* DATA PROVIDED

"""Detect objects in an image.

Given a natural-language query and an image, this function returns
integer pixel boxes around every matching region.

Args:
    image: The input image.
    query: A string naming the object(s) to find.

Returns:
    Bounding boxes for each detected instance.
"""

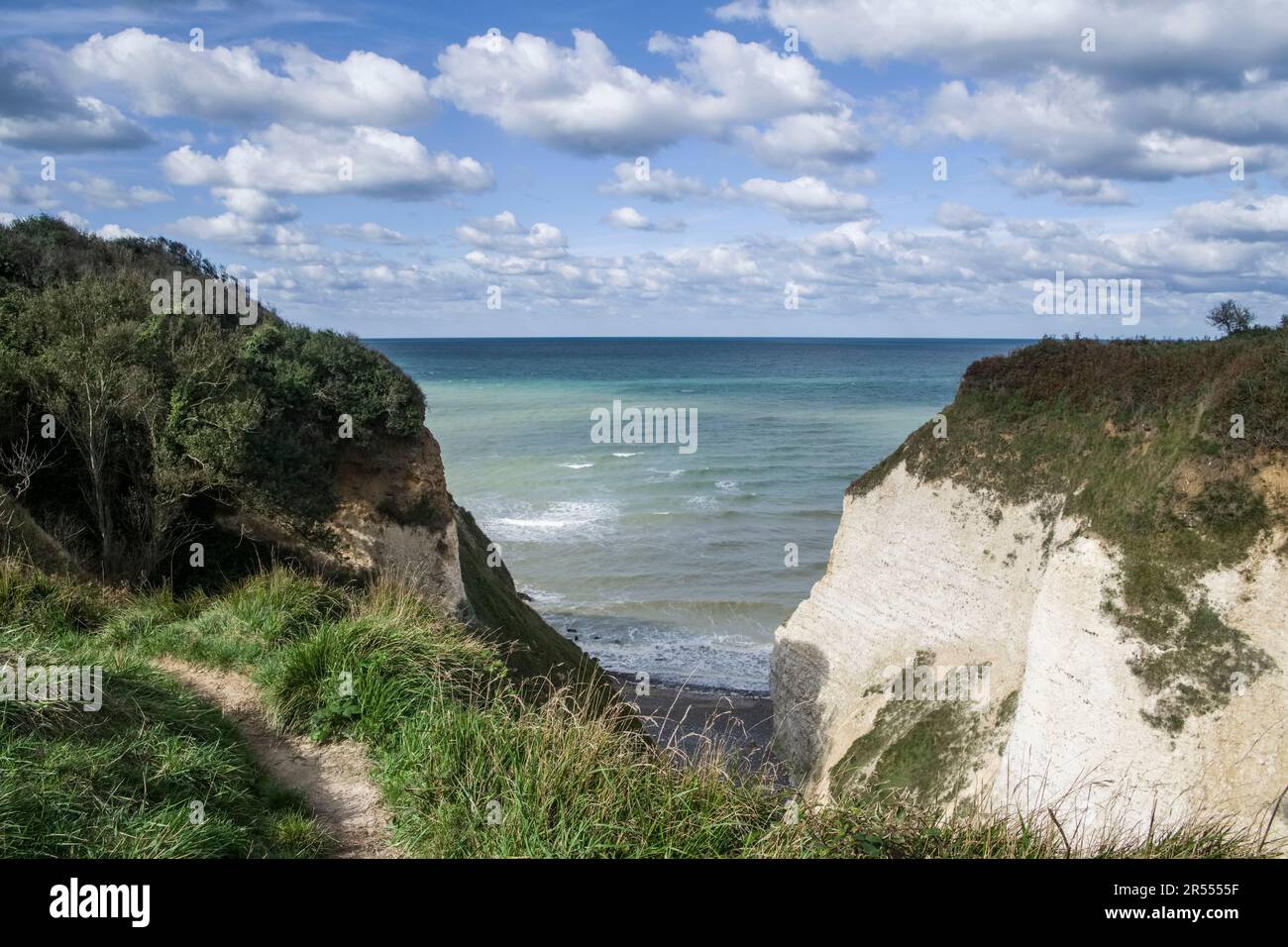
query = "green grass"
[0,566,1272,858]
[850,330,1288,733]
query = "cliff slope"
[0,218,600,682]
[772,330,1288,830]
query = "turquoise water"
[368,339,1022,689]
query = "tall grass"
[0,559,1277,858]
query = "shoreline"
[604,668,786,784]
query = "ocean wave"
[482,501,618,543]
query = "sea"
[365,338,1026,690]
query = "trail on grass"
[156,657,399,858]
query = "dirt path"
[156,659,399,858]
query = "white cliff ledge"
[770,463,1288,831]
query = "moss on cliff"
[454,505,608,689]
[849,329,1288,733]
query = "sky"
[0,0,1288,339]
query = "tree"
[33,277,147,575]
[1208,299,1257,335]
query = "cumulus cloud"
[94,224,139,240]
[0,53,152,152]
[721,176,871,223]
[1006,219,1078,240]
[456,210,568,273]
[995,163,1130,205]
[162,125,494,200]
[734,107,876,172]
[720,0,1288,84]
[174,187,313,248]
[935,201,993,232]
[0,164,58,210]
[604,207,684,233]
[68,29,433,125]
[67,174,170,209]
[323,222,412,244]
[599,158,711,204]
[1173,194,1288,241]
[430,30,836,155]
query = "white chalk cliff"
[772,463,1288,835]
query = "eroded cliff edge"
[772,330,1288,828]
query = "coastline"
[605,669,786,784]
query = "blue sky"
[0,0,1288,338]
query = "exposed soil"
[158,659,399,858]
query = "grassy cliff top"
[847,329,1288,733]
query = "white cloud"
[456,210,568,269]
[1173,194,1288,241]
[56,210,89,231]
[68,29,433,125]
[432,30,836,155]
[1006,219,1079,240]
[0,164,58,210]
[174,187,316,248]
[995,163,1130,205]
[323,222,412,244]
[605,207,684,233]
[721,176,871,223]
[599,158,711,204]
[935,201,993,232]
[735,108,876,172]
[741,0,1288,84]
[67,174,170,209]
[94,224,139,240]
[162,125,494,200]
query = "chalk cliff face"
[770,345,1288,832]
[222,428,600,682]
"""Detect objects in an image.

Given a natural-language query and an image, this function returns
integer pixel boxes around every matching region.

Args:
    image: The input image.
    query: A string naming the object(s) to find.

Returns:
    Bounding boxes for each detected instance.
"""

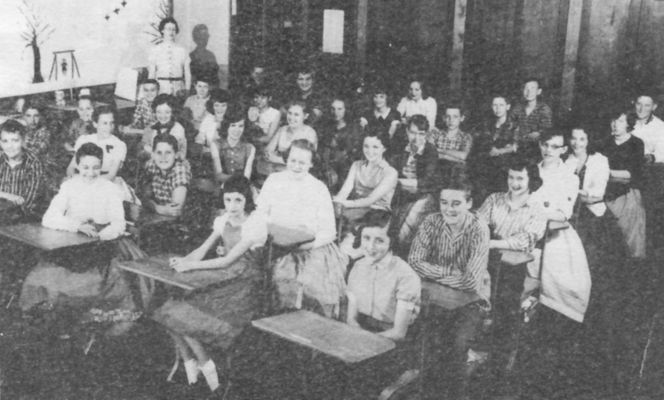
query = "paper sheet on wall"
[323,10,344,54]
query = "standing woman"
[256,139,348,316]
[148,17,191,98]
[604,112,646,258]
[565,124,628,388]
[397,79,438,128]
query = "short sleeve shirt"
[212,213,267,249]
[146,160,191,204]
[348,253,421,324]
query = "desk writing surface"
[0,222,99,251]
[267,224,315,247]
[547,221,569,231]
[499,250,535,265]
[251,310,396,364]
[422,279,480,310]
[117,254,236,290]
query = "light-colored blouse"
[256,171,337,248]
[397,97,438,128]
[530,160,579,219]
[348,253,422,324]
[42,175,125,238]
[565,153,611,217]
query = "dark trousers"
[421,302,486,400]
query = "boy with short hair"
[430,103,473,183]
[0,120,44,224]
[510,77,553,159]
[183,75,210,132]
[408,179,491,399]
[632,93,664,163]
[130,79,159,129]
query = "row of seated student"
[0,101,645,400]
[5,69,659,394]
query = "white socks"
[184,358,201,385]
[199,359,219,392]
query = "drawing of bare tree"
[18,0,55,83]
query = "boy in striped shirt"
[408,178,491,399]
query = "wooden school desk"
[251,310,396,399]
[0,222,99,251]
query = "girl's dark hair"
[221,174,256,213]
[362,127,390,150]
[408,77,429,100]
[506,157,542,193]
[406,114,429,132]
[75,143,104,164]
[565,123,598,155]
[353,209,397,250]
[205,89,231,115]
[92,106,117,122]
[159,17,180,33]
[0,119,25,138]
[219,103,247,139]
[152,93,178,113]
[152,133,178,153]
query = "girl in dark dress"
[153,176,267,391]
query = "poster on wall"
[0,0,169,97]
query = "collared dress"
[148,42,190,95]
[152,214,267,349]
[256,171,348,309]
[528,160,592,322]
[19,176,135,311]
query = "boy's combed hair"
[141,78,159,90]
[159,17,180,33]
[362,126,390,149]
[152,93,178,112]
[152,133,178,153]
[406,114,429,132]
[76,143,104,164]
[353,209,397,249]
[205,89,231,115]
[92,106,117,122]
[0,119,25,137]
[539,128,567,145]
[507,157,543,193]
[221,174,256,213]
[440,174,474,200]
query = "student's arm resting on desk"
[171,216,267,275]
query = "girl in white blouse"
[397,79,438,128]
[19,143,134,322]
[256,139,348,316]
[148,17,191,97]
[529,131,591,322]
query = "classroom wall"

* TASK STATEMENT
Recast the records from the start up to and including the line with "[1208,299,1257,335]" as a Markdown table with the columns "Row" and "Line", numbering each row and skipping blank lines. Leave the pictures out.

* SOLVED EXERCISE
| Row | Line |
|---|---|
| 1 | """Detect objects in an image. |
| 2 | Given a natural-language query and an image, this function returns |
| 3 | integer pixel boxes around every matching region. |
| 4 | Args: |
| 5 |     image: The input image. |
| 6 |     query: A string naming the object(s) to find. |
| 7 | Returns: |
| 8 |     Bounding boxes for each detected instance. |
| 9 | """ |
| 10 | query = "green grass" |
| 11 | [0,566,1272,858] |
| 12 | [850,330,1288,733] |
| 13 | query = "cliff slope" |
| 14 | [0,218,600,682] |
| 15 | [772,330,1288,830] |
| 16 | query = "turquoise water" |
| 17 | [368,339,1022,689] |
| 18 | query = "tall grass" |
| 19 | [0,559,1277,858] |
| 20 | query = "shoreline" |
| 21 | [604,668,786,784] |
| 22 | query = "ocean wave" |
| 23 | [482,501,618,543] |
| 24 | query = "sea" |
| 25 | [365,338,1026,690] |
| 26 | query = "trail on grass" |
| 27 | [156,657,399,858] |
| 28 | query = "dirt path" |
| 29 | [156,659,399,858] |
| 30 | query = "white cliff ledge" |
| 31 | [770,463,1288,831] |
| 32 | query = "moss on cliff" |
| 33 | [454,505,608,689] |
| 34 | [849,329,1288,733] |
| 35 | query = "sky" |
| 36 | [0,0,1288,339] |
| 37 | query = "tree" |
| 38 | [33,277,147,575] |
| 39 | [1208,299,1257,335] |